> **SET PROBLEM**: Reproduce every line of the data below, including the requests, and adjust each point coordinate in the answers by -87 while leaving the requests and the sample output unchanged. Omit the pictures from your reply.

= = = = =

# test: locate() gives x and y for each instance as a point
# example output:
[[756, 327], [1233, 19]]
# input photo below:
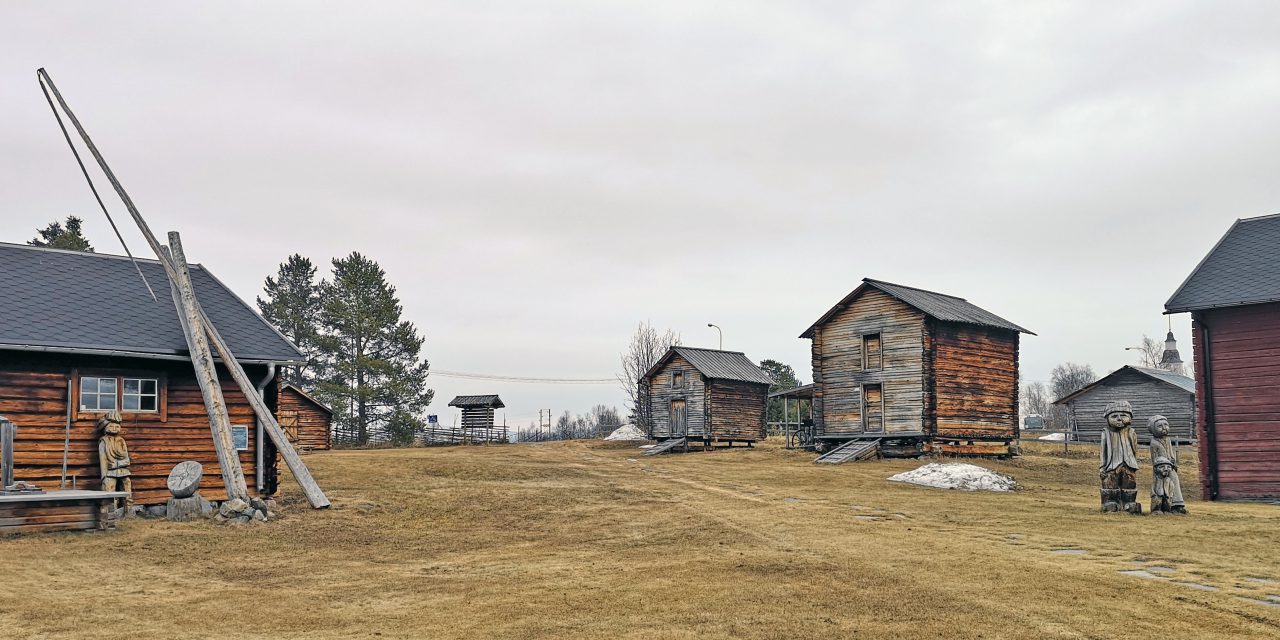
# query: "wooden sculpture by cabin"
[[914, 371], [81, 337], [1234, 300], [705, 394], [305, 419], [1150, 391]]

= = = = =

> **SOLUTION TO THE EXERCISE**:
# test: locate() gives x and y for each instance as a point
# example output:
[[756, 327], [1233, 19]]
# input photo below:
# query: "wooden sculpture by cabin"
[[827, 284], [-6, 250], [1147, 213], [618, 307], [218, 332], [1063, 304]]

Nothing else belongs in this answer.